_AIM OF THE TASK_
Repeat, line for line, only the span that opens at the "Could you please locate the white cloud" line and closes at the final line below. Skip the pictures.

_ENTRIES SHOWN_
══════════════════════════════

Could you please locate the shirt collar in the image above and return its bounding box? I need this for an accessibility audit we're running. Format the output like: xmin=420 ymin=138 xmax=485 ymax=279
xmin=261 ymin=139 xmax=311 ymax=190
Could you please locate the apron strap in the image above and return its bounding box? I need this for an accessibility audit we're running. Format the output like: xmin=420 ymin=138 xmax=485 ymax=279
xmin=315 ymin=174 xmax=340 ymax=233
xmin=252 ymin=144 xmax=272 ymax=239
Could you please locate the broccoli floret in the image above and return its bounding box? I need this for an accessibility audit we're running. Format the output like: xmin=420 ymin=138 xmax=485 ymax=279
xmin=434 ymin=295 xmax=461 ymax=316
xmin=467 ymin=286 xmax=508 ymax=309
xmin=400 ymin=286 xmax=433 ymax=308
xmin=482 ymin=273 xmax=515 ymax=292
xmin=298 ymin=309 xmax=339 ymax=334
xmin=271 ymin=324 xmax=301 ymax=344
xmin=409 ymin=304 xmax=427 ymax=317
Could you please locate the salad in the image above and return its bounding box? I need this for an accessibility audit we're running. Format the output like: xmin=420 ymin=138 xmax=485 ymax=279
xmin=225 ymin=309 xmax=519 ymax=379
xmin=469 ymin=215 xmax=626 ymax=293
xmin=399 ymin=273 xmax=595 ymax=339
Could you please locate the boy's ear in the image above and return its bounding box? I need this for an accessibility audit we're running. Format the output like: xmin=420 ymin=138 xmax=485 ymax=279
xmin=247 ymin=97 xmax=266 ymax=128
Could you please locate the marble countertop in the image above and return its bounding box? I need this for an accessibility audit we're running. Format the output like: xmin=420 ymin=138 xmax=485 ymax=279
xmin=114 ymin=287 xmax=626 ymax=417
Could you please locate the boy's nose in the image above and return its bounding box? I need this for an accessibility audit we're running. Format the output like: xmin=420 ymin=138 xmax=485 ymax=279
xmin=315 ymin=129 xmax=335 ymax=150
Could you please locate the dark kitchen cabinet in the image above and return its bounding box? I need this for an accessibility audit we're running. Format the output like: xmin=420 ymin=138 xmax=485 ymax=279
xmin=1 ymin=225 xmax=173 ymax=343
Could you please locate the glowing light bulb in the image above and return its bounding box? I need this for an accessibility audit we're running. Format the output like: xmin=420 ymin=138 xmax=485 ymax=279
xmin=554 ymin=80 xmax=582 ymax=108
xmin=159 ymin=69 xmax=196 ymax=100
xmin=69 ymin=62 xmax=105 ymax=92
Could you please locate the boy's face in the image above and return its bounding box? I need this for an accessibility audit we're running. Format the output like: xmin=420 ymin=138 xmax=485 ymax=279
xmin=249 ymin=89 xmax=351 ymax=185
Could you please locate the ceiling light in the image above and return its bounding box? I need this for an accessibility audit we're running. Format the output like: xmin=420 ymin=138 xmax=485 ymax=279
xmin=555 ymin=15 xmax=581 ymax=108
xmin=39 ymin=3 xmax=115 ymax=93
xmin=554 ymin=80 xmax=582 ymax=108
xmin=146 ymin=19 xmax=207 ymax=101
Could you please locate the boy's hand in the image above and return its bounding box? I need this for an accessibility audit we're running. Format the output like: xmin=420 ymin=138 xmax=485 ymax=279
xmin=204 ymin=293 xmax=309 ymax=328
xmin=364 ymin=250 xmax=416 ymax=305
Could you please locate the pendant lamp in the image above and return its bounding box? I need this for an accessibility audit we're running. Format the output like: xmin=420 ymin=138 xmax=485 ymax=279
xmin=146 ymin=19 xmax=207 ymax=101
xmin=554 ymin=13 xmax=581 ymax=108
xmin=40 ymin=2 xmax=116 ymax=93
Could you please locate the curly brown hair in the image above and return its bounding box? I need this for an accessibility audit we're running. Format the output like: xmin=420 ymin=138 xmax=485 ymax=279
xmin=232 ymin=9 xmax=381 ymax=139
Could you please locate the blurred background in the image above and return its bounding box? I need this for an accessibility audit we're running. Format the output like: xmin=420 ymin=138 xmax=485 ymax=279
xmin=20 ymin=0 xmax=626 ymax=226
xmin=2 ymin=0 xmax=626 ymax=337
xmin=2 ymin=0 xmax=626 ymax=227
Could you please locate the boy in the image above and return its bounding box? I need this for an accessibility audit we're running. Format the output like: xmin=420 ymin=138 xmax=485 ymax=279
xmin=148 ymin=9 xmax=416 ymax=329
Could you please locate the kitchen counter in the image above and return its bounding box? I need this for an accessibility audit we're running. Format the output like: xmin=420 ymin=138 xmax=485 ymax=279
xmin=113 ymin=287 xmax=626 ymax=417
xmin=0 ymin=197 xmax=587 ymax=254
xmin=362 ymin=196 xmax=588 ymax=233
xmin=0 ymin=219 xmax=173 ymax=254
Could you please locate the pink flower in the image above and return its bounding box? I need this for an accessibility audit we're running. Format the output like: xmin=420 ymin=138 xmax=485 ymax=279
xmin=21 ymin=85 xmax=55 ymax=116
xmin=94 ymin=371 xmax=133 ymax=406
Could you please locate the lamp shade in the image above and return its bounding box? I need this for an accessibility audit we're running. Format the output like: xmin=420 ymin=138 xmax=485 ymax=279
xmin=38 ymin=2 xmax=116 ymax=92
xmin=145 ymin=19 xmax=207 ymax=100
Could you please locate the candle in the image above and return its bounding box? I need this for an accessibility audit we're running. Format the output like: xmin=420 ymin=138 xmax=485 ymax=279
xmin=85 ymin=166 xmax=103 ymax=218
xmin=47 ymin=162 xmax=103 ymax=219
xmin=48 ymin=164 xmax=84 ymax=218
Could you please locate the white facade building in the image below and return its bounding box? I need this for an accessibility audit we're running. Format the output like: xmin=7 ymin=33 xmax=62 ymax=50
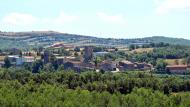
xmin=8 ymin=55 xmax=35 ymax=66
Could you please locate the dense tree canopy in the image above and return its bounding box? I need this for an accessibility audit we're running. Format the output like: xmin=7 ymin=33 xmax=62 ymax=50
xmin=0 ymin=68 xmax=190 ymax=107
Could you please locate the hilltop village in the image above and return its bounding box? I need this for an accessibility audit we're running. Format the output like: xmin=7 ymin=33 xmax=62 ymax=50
xmin=0 ymin=42 xmax=190 ymax=74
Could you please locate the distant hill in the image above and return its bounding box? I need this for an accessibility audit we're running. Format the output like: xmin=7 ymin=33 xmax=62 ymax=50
xmin=0 ymin=31 xmax=190 ymax=49
xmin=143 ymin=36 xmax=190 ymax=46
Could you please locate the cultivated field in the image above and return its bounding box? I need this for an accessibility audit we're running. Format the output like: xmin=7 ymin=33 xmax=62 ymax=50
xmin=130 ymin=48 xmax=154 ymax=53
xmin=164 ymin=59 xmax=186 ymax=65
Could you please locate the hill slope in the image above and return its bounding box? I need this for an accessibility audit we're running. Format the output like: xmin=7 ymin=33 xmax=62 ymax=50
xmin=0 ymin=31 xmax=190 ymax=49
xmin=144 ymin=36 xmax=190 ymax=46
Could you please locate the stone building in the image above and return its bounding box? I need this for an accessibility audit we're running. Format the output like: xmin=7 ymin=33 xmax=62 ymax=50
xmin=100 ymin=61 xmax=117 ymax=71
xmin=83 ymin=46 xmax=93 ymax=63
xmin=119 ymin=60 xmax=135 ymax=71
xmin=43 ymin=50 xmax=50 ymax=64
xmin=166 ymin=65 xmax=188 ymax=74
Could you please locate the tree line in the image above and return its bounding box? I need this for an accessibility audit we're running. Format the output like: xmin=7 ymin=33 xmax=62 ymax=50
xmin=1 ymin=68 xmax=190 ymax=94
xmin=1 ymin=69 xmax=190 ymax=106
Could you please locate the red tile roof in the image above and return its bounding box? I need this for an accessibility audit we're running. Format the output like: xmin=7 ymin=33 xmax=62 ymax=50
xmin=166 ymin=65 xmax=187 ymax=70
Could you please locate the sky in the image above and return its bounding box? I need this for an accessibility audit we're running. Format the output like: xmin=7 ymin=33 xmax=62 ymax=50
xmin=0 ymin=0 xmax=190 ymax=39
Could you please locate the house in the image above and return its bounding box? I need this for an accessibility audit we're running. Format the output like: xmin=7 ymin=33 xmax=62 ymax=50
xmin=22 ymin=56 xmax=35 ymax=63
xmin=144 ymin=64 xmax=153 ymax=71
xmin=64 ymin=61 xmax=95 ymax=72
xmin=51 ymin=42 xmax=74 ymax=50
xmin=93 ymin=52 xmax=109 ymax=57
xmin=63 ymin=45 xmax=74 ymax=50
xmin=55 ymin=56 xmax=65 ymax=65
xmin=55 ymin=56 xmax=76 ymax=65
xmin=135 ymin=62 xmax=144 ymax=69
xmin=119 ymin=60 xmax=135 ymax=71
xmin=166 ymin=65 xmax=188 ymax=74
xmin=134 ymin=62 xmax=152 ymax=71
xmin=22 ymin=51 xmax=37 ymax=56
xmin=56 ymin=56 xmax=82 ymax=65
xmin=8 ymin=55 xmax=23 ymax=66
xmin=7 ymin=55 xmax=35 ymax=66
xmin=64 ymin=56 xmax=77 ymax=61
xmin=100 ymin=61 xmax=117 ymax=72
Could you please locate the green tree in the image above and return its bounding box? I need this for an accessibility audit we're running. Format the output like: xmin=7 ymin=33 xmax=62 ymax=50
xmin=32 ymin=60 xmax=43 ymax=73
xmin=174 ymin=59 xmax=179 ymax=65
xmin=94 ymin=56 xmax=102 ymax=68
xmin=4 ymin=57 xmax=11 ymax=68
xmin=163 ymin=85 xmax=170 ymax=95
xmin=74 ymin=47 xmax=80 ymax=52
xmin=129 ymin=45 xmax=135 ymax=51
xmin=156 ymin=59 xmax=167 ymax=72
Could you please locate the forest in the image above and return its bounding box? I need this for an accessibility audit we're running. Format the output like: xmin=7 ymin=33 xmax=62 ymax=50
xmin=1 ymin=68 xmax=190 ymax=107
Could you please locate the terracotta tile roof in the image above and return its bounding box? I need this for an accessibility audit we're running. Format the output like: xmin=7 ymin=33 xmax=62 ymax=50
xmin=167 ymin=65 xmax=187 ymax=70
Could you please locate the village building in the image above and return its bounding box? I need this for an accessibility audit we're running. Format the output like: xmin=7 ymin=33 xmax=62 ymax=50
xmin=56 ymin=56 xmax=79 ymax=63
xmin=143 ymin=64 xmax=153 ymax=71
xmin=43 ymin=50 xmax=50 ymax=64
xmin=166 ymin=65 xmax=188 ymax=74
xmin=118 ymin=61 xmax=152 ymax=71
xmin=22 ymin=51 xmax=37 ymax=56
xmin=64 ymin=61 xmax=95 ymax=72
xmin=50 ymin=42 xmax=74 ymax=50
xmin=7 ymin=55 xmax=35 ymax=66
xmin=134 ymin=62 xmax=152 ymax=71
xmin=55 ymin=56 xmax=65 ymax=65
xmin=22 ymin=56 xmax=35 ymax=63
xmin=100 ymin=61 xmax=117 ymax=72
xmin=83 ymin=46 xmax=93 ymax=63
xmin=93 ymin=52 xmax=109 ymax=57
xmin=119 ymin=60 xmax=135 ymax=71
xmin=8 ymin=55 xmax=22 ymax=66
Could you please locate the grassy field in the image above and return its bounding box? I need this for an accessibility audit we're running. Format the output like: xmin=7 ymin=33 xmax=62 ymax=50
xmin=130 ymin=48 xmax=154 ymax=53
xmin=164 ymin=59 xmax=185 ymax=65
xmin=0 ymin=56 xmax=5 ymax=61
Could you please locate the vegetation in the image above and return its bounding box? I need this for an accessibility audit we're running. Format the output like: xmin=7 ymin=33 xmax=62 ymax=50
xmin=3 ymin=57 xmax=11 ymax=68
xmin=0 ymin=68 xmax=190 ymax=106
xmin=144 ymin=36 xmax=190 ymax=46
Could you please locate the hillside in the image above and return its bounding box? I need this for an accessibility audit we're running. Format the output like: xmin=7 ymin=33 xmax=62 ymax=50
xmin=0 ymin=31 xmax=190 ymax=49
xmin=143 ymin=36 xmax=190 ymax=46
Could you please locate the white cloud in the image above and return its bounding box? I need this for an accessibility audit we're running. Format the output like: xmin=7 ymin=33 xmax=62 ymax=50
xmin=2 ymin=13 xmax=38 ymax=26
xmin=1 ymin=12 xmax=79 ymax=26
xmin=155 ymin=0 xmax=190 ymax=14
xmin=53 ymin=12 xmax=78 ymax=24
xmin=96 ymin=12 xmax=126 ymax=24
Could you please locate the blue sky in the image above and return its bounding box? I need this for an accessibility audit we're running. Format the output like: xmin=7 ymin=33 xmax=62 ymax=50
xmin=0 ymin=0 xmax=190 ymax=39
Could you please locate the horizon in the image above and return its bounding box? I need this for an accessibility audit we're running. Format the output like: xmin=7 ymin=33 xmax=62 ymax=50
xmin=0 ymin=0 xmax=190 ymax=39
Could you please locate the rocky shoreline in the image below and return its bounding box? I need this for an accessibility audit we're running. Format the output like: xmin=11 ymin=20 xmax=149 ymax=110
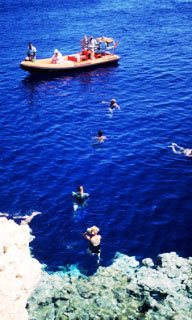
xmin=0 ymin=217 xmax=41 ymax=320
xmin=28 ymin=252 xmax=192 ymax=320
xmin=1 ymin=217 xmax=191 ymax=320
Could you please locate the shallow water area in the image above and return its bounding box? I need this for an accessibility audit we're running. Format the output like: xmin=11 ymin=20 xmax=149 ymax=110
xmin=0 ymin=0 xmax=192 ymax=275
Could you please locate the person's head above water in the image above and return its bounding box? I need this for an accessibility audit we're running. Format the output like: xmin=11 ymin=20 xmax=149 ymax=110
xmin=78 ymin=185 xmax=84 ymax=193
xmin=111 ymin=99 xmax=116 ymax=104
xmin=87 ymin=225 xmax=100 ymax=235
xmin=28 ymin=42 xmax=33 ymax=48
xmin=98 ymin=130 xmax=103 ymax=137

══════════════════════════════

_REPLY_
Could you please locate the white cloud in the image above and return its bounding box? I need this for an accessibility audit we're running. Format the output like: xmin=7 ymin=33 xmax=62 ymax=50
xmin=2 ymin=13 xmax=38 ymax=26
xmin=1 ymin=12 xmax=79 ymax=26
xmin=155 ymin=0 xmax=190 ymax=14
xmin=53 ymin=12 xmax=78 ymax=24
xmin=96 ymin=12 xmax=126 ymax=24
Could you please locate the blue sky in the image above and return its bounding box? I need this for an accessibility audit we're running. Format the output like: xmin=7 ymin=33 xmax=62 ymax=50
xmin=0 ymin=0 xmax=190 ymax=39
Could you please locate the horizon in the image above and return its bounding box? I need this for an accessibility audit we're running. Format the output like: xmin=7 ymin=33 xmax=62 ymax=50
xmin=0 ymin=0 xmax=190 ymax=39
Could you please locate the rocky shoreline in the image below and return its bounding box? I need this for an accessibility audit we're running. Format the output like: xmin=11 ymin=20 xmax=149 ymax=110
xmin=0 ymin=217 xmax=41 ymax=320
xmin=28 ymin=252 xmax=192 ymax=320
xmin=1 ymin=217 xmax=191 ymax=320
Could you please locate the shallow water area in the image above and return its bounding box? I need this for an accessibility audit we're running. Format the output like: xmin=11 ymin=20 xmax=149 ymax=110
xmin=0 ymin=0 xmax=192 ymax=275
Could you please locate the person's head above water in the image above and return its bounding box? I need this for an accessibility audit we're running. Format the output like: xmin=11 ymin=20 xmax=149 ymax=110
xmin=78 ymin=185 xmax=84 ymax=193
xmin=111 ymin=99 xmax=116 ymax=104
xmin=87 ymin=225 xmax=100 ymax=235
xmin=28 ymin=42 xmax=33 ymax=48
xmin=98 ymin=130 xmax=103 ymax=137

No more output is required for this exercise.